> Exercise:
Restate word for word the line with "Labeling batch C. For the image above, tag the white stone" and all lines after it; please stop only at the end of the listing below.
↓↓↓
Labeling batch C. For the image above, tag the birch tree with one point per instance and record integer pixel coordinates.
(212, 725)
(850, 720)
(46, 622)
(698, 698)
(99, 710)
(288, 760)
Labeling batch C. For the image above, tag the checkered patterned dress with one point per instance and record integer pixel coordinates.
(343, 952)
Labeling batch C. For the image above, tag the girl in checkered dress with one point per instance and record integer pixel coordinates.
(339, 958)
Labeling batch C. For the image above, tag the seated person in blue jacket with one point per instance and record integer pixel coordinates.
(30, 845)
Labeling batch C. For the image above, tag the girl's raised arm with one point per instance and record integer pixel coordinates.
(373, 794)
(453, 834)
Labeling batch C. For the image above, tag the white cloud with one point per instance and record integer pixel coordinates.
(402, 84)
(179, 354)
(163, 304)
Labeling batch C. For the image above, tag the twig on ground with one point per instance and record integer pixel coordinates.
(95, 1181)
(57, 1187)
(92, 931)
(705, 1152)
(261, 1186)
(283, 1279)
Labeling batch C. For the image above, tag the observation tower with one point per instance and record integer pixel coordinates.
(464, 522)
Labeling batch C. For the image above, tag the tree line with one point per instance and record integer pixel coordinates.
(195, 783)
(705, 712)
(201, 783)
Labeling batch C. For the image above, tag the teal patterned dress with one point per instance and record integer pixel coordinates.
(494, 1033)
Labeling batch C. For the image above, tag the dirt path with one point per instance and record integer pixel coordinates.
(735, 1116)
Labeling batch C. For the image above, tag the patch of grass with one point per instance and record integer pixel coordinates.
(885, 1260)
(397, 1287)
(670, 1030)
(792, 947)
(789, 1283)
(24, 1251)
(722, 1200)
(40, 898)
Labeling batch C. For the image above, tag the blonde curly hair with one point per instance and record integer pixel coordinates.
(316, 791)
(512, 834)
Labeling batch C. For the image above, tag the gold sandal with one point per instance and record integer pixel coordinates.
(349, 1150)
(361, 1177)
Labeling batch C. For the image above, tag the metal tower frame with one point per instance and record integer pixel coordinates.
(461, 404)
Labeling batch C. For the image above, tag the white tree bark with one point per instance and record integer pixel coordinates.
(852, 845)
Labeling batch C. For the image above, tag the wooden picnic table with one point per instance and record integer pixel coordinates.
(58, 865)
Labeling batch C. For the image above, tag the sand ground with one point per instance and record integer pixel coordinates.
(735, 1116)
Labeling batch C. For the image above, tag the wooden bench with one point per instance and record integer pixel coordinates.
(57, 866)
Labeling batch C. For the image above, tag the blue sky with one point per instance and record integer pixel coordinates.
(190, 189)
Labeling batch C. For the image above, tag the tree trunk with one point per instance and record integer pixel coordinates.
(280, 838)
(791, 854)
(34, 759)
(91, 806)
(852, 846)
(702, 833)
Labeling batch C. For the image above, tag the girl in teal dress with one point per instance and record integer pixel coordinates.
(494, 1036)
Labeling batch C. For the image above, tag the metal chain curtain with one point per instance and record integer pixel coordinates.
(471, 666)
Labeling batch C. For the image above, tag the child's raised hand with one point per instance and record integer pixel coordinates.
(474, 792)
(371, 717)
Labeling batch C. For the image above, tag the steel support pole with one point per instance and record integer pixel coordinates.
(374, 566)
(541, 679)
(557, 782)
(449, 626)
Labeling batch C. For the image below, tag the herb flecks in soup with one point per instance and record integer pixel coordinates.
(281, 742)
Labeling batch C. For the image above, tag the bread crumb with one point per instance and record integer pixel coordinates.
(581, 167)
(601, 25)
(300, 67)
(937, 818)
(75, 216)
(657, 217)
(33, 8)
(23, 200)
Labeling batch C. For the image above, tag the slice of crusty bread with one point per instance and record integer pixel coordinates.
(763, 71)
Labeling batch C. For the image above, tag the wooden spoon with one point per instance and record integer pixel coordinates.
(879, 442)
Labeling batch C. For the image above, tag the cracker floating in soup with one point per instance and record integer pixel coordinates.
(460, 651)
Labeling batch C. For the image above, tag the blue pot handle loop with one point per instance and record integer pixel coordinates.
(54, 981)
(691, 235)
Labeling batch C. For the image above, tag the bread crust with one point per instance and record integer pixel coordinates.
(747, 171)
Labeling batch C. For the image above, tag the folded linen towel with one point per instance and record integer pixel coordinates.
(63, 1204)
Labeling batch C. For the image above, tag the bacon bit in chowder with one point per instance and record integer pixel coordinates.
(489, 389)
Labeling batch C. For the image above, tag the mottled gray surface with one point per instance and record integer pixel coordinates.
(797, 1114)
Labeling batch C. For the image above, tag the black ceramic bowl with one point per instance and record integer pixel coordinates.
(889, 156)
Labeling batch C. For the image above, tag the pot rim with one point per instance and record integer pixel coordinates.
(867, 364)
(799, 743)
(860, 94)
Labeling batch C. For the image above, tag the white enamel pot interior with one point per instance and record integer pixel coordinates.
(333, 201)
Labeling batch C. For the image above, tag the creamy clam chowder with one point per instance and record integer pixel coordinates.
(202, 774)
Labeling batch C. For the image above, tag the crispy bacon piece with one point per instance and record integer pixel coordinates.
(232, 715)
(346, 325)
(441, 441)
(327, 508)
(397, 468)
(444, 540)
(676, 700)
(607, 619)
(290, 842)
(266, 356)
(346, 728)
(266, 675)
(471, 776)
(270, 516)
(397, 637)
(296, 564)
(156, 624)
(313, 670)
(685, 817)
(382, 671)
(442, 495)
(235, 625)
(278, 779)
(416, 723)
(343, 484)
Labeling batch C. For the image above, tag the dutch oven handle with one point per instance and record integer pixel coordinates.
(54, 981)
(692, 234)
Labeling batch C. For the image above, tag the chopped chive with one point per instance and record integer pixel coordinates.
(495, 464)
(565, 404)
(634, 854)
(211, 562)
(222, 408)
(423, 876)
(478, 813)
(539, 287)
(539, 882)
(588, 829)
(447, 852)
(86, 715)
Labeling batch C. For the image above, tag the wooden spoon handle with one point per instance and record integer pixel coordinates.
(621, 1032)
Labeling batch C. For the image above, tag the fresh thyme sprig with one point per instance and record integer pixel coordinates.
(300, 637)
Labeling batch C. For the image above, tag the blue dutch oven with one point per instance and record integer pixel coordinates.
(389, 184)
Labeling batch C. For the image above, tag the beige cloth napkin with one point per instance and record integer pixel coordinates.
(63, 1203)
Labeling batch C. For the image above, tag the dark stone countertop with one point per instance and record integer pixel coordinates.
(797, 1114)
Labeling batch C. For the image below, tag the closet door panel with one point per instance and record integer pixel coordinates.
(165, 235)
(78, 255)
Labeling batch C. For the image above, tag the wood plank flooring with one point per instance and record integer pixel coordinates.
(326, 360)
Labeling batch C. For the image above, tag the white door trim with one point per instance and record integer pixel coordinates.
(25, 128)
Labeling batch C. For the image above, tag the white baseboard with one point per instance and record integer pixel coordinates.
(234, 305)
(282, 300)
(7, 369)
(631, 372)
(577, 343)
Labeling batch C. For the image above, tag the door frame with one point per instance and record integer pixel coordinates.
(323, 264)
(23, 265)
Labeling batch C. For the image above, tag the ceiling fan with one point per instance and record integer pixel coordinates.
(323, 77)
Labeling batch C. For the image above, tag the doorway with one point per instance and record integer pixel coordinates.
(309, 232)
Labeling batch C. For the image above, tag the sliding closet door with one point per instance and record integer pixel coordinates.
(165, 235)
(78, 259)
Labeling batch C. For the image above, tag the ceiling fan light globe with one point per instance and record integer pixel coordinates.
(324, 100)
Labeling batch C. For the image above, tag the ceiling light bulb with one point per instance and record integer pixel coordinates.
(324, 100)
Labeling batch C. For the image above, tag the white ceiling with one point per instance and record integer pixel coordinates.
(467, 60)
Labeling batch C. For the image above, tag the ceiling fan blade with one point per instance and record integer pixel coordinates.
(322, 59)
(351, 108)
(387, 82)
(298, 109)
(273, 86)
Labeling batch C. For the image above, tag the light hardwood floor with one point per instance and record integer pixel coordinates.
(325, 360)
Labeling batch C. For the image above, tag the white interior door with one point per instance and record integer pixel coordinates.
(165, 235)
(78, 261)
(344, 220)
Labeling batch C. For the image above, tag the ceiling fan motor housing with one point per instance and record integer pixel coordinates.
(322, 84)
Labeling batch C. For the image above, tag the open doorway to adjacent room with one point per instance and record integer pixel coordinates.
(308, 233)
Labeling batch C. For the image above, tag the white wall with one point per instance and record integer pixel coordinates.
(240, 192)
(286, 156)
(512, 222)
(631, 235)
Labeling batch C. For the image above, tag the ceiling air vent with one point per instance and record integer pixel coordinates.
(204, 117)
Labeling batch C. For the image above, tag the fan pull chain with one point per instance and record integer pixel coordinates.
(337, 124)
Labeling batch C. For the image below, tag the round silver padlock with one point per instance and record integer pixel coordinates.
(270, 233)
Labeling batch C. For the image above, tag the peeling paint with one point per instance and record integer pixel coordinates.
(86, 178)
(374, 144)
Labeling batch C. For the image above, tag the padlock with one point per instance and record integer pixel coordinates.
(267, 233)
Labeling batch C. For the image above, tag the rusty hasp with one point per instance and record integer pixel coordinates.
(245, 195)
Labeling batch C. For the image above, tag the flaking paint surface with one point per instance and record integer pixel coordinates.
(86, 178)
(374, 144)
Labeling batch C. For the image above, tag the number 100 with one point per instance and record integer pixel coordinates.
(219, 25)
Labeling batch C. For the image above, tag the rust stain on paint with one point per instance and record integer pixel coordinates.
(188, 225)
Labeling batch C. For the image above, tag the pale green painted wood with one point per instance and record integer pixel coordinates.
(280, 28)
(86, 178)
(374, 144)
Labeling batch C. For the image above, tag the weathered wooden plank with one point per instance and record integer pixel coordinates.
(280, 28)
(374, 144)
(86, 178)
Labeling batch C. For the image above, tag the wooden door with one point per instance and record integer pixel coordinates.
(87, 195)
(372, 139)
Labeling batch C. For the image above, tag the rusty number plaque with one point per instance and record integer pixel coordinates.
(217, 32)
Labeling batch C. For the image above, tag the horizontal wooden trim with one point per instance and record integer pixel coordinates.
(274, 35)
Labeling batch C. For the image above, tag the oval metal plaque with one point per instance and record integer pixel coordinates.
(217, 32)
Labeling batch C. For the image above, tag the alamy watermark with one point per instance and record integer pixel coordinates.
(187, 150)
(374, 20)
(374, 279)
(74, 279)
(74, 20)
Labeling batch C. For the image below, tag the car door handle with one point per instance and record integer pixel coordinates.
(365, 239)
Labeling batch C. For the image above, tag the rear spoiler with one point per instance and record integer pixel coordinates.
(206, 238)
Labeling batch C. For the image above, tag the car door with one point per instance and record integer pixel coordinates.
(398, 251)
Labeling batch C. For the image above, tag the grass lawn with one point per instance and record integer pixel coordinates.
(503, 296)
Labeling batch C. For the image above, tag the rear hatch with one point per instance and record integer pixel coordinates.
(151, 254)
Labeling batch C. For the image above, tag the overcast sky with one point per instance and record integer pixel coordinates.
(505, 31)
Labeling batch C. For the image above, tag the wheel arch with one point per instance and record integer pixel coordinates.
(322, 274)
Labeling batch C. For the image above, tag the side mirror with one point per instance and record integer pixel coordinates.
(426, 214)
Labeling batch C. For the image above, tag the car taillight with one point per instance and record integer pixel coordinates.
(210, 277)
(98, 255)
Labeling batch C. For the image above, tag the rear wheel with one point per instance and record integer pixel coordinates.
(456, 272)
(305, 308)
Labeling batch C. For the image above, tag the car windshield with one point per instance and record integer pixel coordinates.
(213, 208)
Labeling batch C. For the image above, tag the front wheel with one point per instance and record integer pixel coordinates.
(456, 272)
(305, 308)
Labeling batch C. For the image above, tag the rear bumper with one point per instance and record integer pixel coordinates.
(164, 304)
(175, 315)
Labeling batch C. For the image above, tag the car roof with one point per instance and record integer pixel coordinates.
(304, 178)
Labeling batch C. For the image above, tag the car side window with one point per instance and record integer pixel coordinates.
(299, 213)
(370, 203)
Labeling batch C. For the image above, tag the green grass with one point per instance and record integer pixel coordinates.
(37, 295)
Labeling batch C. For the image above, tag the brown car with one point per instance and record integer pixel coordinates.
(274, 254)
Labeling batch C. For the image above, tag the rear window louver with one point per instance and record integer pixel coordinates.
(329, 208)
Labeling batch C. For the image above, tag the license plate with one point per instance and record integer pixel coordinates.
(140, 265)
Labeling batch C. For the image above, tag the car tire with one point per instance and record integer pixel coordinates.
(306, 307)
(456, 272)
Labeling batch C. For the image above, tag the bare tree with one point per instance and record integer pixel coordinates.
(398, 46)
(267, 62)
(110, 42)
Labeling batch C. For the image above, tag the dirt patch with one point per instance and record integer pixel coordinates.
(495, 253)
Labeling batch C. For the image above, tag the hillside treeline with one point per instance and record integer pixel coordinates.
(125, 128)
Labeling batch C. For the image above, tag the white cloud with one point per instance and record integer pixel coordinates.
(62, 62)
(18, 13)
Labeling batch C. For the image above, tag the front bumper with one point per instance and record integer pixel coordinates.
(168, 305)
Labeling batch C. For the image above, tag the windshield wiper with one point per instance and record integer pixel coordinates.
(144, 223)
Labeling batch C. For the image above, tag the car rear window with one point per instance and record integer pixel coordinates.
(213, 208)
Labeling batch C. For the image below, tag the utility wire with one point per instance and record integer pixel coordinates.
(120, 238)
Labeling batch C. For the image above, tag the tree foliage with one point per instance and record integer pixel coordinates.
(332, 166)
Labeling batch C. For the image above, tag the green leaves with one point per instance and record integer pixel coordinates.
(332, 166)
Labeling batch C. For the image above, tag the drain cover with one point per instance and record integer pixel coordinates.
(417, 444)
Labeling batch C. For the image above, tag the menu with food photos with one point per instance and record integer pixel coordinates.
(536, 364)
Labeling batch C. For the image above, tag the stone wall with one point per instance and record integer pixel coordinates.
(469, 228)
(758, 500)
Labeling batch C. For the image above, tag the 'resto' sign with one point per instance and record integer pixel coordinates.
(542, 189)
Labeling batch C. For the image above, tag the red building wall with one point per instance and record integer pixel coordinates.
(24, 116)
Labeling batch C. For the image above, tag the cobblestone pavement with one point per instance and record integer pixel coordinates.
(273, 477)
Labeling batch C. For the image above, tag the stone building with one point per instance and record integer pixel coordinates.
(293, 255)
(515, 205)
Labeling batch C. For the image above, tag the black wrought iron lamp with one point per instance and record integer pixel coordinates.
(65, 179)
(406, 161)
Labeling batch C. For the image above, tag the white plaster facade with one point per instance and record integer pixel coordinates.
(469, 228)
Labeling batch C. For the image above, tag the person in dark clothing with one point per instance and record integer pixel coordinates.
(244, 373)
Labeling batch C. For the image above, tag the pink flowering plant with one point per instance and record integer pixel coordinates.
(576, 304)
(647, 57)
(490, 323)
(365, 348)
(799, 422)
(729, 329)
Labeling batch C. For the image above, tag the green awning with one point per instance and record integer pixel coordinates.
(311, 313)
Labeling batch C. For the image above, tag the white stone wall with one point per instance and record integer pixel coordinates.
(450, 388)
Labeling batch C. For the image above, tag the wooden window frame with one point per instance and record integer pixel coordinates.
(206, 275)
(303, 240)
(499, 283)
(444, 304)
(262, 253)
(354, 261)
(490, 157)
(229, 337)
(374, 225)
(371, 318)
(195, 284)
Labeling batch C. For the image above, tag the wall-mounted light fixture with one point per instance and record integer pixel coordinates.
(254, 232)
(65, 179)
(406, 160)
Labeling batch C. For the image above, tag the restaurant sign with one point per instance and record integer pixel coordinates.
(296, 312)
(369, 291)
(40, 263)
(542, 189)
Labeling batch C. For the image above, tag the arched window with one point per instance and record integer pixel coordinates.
↑↑↑
> Output:
Labeling batch C. For the image above, tag the white stone wall with one point per instance and record integer pixel coordinates.
(450, 388)
Labeling batch C. For the image above, tag the wooden window frame with one point per instance and record integer pixel coordinates.
(206, 275)
(303, 240)
(499, 283)
(444, 304)
(262, 253)
(354, 261)
(490, 157)
(229, 337)
(374, 225)
(371, 318)
(195, 284)
Labeling batch C. For the image above, tag the wall-mounted light fixture with one point per instance and record integer pixel coordinates.
(254, 232)
(65, 179)
(406, 160)
Labeling batch C. For the image above, tag the restaurant sign with one point per instance and record integer pixel coordinates.
(296, 312)
(369, 291)
(40, 263)
(542, 189)
Labeling batch C. For the image above, tag the arched window with one point per instance and record integer pixel coordinates.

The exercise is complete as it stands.